Publié le jeudi 3 septembre 2009 | https://banpublic.org/2009-pierre-v-tournier-suicide/

« Suicide sous écrou »

 N’hésitant pas à me répéter (principe pédagogique de base), je reviendrai sur ce que j’ai déjà écrit (ACP n°143-144 du 15 juin 2009), en réponse à deux courriels reçus de lecteurs qui réagissaient à la publication, par mes soins, de données européennes sur le sujet. Cette statistique comparée mettait en évidence l’existence d’une forte sursuicidité carcérale dans notre pays par rapport aux Etats de l’Union européenne (données de 2006, ACP n°142 du 8 juin 2009).

 Rappel 1. « Les chiffres ne parlent pratiquement jamais d‘eux-mêmes. Personnellement, je ne sais pas pourquoi le taux de suicides dans les prisons françaises est deux fois plus élevé que dans l’ensemble des prisons de l’Union européenne. Vous avancez une explication : « le scandale des conditions de détention en France ». Soit. Les conditions actuelles ne sont pas acceptables, en particulier du fait de la surpopulation que connaissent depuis tant d’années les maisons d’arrêt. Cela peut, à l’évidence, favoriser les conduites suicidaires. Mais l’analyse des écarts entre tel ou tel pays nécessite d’avoir des données précises sur les populations détenues : structure par sexe, âge, catégorie pénale, infraction poursuivie ou sanctionnée, etc., mais aussi sur l’état de santé psychique de ces populations. Je ne prendrai qu’un exemple. D’après la statistique du Conseil de l’Europe (SPACE), la France est l’un des pays où l’on observe la plus forte proportion, parmi les condamnés détenus, d’auteurs de violences sexuelles : au 1er septembre 2007, 18 % contre 6,3 % en Espagne, 7,1 % en Italie 7,5 % en Allemagne, 11% en Angleterre et Pays de Galles, etc. Il faudrait, évidemment, pouvoir examiner de près ce que recouvrent ces pourcentages (problème de qualification juridique), mais quand on sait que le risque suicidaire est particulièrement élevé chez les personnes poursuivies ou sanctionnées pour ce type de contentieux, on a ici une piste intéressante. ».

 Rappel 2. « Il ne me paraît pas rationnel de considérer, sans examen approfondi, que l’importance du taux de suicides dans les prisons françaises soit de la seule responsabilité de l’administration pénitentiaire (voir supra) […] Certes, dans tel ou tel cas, sa responsabilité - et la responsabilité de ses agents - peut être directement engagée. Ainsi, par exemple, la France a pu être condamnée par la Cour européenne des droits de l’homme le 15 octobre 2008, pour violation des articles 2 (droit à la vie) et 3 (interdiction des traitements inhumains et dégradants) de la CEDH. Mais je sais aussi que les responsables de la DAP sont fortement engagés sur le terrain de la prévention du suicide. Personnellement, je n’ai qu’un reproche à faire à la DAP sur sa politique : son manque de transparence en matière statistique et son manque de volonté (apparente ?) quant à l’analyse scientifique du phénomène ».

> **Matériel fourni**:
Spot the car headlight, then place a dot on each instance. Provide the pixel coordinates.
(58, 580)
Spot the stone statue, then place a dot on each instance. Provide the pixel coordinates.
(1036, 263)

> **Questions à traiter**:
a) Indiquez si chacune des affirmations suivantes concorde avec le texte sur le suicide en prison, en répondant par oui ou par non et en citant à l’identique les mots du texte qui tranchent : (i) le taux de suicides dans les prisons françaises est deux fois plus élevé que dans l’ensemble des prisons de l’Union européenne ; (ii) au 1er septembre 2007, la proportion d’auteurs de violences sexuelles parmi les condamnés détenus était de 11 % en Espagne ; (iii) l’auteur reproche à la DAP un engagement insuffisant dans la prévention du suicide.
b) Recopiez, dans le texte sur le suicide en prison, tout ce qui va de « N’hésitant pas à » jusqu’à « 8 juin 2009). ».
c) Reprenez le texte sur le suicide en prison là où il s’arrête et poursuivez-le.

> **Exercices corrigés**:
a)
(i) Oui : « le taux de suicides dans les prisons françaises est deux fois plus élevé que dans l’ensemble des prisons de l’Union européenne ».
(ii) Non : « 18 % contre 6,3 % en Espagne ».
(iii) Non : « les responsables de la DAP sont fortement engagés sur le terrain de la prévention du suicide ».

b)
N’hésitant pas à me répéter (principe pédagogique de base), je reviendrai sur ce que j’ai déjà écrit (ACP n°143-144 du 15 juin 2009), en réponse à deux courriels reçus de lecteurs qui réagissaient à la publication, par mes soins, de données européennes sur le sujet. Cette statistique comparée mettait en évidence l’existence d’une forte sursuicidité carcérale dans notre pays par rapport aux Etats de l’Union européenne (données de 2006, ACP n°142 du 8 juin 2009).

c)
***

 Je n’ai rien à retirer de ce que j’ai écrit en juin dernier et j’approuve bien évidemment la décision de Michèle Alliot-Marie, Garde des Sceaux, de publier, désormais les données sur les suicides sous écrou deux fois par an. Encore faut-il aller au delà d’un « simple recensement » et engager, au plus vite une analyse de cette particularité française (taux de suicide de 16 p. 10 000, en 2006) en tentant de savoir ce que recouvre de tels écarts entre pays, par exemple avec l’Espagne (taux de suicide carcéral de 4,8 p. 10 000 en 2006) avec l’Angleterre (8,6), l’Allemagne (9,6) et même l’Italie (13).
 
 Mauvaise foi ?

 Mais parler de « simple recensement », c’est évidemment ignorer tous les problèmes méthodologiques posés par toute statistique sur les conduites suicidaires et sur les suicides en particulier. Il faut avoir l’outrecuidance de M. Patrick Marest, délégué général de l’Observatoire international des prisons (OIP), pour prétendre tenir une statistique en « temps réel » des suicides perpétrés en prison (Libération du 18 août 2009, p. 12).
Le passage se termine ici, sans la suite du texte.